- _Text passage_:
====

Thank you very much Geo. I will follow your advice. 
This has been a nerve racking experience so far. 

With best regards, 

Will


----------



## maynman1751 (Oct 15, 2012)

Remember when boiling to use a watch glass so you don't spatter out any values in the bursting bubbles.


----------



## steyr223 (Oct 16, 2012)

Ooo harold's gunna be mad you said the word boil :shock:


----------



## butcher (Oct 16, 2012)

The excess nitric acid can put copper into solution as the acid reacts with it, this copper will stay in solution, (unless something reduces it, like adding SMB) after the nitric is consumed, the copper will dissolve into solution and give electrons to any dissolved valuable metals ions in solution (metals below copper in the reactivity series of metals), gold ions in solution receive the electron from the copper the gold now reduced with all of its electrons becomes a metal powder falling to the bottom of the vessel, the copper losing its electron is oxidized into solution as copper ions.

Adding more SMB to this solution will begin to precipitate a copper powder, these will mix along with any values you may have had cement in the solution, these copper powders can be cleaned up later. You should not add SMB to this cementing process, let the copper metal do its job of giving electrons to the gold ions so the gold will cement as gold metal powders.

When you said the solution changed yellow it makes me believe you could have had iron in the solution.

If the solution is not acidic enough the cementation can take a fairly long time, too acidic of a solution just consumes more copper metal into solution just dissolving copper to use up excess acid.


----------



## WillGreen (Oct 16, 2012)

Thank you. You people are worth your weight in gold ... 
It's going well at the moment. I'm following Geo's and Butcher's advice. 

Thank you again, 

Will


----------



## WillGreen (Oct 16, 2012)

Hello, 


I am in trouble again. 
I followed Butcher’s and Geo’s advice for both flasks. 
I dropped the gold with copper in both flasks, I decanted the first flask, boiled the rest with water - this is going well - I will refine this later on. 
The second flask is another story: the original mistake was to put way too much nitric acid in the AR. I had to put an unbelievable amount of copper in the solution (I didn’t weigh it), nonethelss this morning the nitric acid was eating away the copper (although slowly). There was residu at the bottom of the flask - which I assume is gold for the most part. I am running out of time, so I thought that I could put some SMB into the solution, which I did. The reaction was still violent; then the SMB set at the bottom of the flask as white powder - it did no longer dissolve. So, I had a residu of gold and other metals and SMB powder at the bottom of my flask, all mixed. I did not know what to do exactly, so I put water in it. Now I have again a dark, coffee-like, non-transparent solution (it’s ca. 800 ml.). How shall I proceed now? 

I am sorry for all this trouble. If I could find myself a refiner over here, I wouldn’t try to do this myself, but now I have to.

====

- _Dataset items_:
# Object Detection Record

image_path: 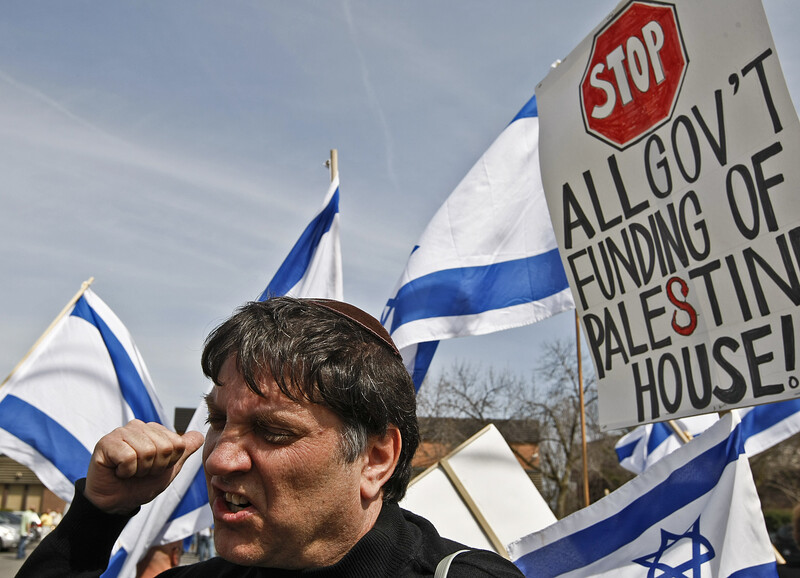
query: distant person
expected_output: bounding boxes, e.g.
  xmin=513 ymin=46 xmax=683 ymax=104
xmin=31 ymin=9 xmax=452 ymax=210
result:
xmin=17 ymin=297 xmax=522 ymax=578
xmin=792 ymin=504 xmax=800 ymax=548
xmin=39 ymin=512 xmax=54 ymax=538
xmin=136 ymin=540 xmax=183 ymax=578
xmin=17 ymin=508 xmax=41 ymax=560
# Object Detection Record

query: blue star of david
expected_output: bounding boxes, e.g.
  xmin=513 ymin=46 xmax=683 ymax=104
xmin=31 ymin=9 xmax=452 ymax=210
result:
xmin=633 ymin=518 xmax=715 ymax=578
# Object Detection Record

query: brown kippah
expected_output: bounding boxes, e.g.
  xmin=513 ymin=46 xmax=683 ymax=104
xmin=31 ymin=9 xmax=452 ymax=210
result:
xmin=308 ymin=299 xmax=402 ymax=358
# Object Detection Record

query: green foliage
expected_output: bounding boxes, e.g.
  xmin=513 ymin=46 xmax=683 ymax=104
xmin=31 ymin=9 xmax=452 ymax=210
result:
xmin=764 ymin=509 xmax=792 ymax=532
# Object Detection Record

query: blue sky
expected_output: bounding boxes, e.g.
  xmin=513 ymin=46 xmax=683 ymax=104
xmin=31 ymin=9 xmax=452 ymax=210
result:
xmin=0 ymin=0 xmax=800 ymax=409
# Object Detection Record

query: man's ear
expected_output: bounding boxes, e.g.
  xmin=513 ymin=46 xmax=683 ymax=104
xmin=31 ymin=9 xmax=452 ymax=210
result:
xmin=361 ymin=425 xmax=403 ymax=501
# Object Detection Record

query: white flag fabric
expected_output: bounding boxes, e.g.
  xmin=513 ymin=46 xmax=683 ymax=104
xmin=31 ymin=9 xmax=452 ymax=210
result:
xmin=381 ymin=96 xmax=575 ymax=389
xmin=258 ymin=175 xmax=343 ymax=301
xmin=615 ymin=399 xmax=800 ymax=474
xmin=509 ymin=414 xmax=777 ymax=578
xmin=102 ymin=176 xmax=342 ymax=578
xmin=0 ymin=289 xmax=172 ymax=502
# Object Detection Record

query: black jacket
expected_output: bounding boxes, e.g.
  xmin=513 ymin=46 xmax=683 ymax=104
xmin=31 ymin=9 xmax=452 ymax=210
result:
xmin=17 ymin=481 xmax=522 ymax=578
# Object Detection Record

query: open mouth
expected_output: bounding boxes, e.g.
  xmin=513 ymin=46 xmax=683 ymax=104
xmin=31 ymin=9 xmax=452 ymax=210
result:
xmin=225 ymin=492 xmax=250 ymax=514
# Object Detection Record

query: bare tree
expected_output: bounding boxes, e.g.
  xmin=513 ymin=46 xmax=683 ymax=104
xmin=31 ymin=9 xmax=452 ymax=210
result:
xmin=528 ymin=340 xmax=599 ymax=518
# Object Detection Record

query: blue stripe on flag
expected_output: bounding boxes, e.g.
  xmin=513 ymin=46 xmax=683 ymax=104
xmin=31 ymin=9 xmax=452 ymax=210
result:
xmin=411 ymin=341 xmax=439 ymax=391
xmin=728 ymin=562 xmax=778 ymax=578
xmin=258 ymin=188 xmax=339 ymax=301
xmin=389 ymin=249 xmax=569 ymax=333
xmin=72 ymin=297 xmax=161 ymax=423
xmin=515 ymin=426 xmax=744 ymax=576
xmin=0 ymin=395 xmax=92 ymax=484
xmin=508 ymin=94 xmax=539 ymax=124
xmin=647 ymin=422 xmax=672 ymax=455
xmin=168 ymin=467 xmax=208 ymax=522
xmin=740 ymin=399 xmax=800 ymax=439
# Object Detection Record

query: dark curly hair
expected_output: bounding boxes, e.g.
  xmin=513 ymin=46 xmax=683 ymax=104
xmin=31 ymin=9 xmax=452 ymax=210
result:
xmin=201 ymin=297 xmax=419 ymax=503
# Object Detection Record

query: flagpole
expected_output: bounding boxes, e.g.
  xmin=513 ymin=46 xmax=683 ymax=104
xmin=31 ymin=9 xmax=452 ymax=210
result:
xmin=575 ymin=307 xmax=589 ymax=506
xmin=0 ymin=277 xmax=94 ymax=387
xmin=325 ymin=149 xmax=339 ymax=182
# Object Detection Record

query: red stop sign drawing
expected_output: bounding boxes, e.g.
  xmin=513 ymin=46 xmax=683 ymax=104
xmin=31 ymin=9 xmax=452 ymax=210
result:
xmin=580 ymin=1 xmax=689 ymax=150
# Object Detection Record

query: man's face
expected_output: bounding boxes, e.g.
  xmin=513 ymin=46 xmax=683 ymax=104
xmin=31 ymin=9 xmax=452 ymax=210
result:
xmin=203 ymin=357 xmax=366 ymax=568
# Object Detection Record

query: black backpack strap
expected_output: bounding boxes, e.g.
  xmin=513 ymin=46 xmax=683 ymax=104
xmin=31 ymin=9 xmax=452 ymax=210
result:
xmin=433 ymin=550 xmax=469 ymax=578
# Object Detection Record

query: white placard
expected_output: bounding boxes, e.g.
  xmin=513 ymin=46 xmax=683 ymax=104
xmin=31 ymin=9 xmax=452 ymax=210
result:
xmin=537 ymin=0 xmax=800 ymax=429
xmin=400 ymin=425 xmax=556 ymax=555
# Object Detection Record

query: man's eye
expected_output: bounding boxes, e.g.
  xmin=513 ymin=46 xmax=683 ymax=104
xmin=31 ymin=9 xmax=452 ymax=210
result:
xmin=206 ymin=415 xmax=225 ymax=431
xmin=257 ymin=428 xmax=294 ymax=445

====

- _Exercise brief_: Can you output, word for word, everything in the gold-refining forum thread from "Ooo harold's gunna" down to "as copper ions."?

- _Reply to the task_:
Ooo harold's gunna be mad you said the word boil :shock:


----------



## butcher (Oct 16, 2012)

The excess nitric acid can put copper into solution as the acid reacts with it, this copper will stay in solution, (unless something reduces it, like adding SMB) after the nitric is consumed, the copper will dissolve into solution and give electrons to any dissolved valuable metals ions in solution (metals below copper in the reactivity series of metals), gold ions in solution receive the electron from the copper the gold now reduced with all of its electrons becomes a metal powder falling to the bottom of the vessel, the copper losing its electron is oxidized into solution as copper ions.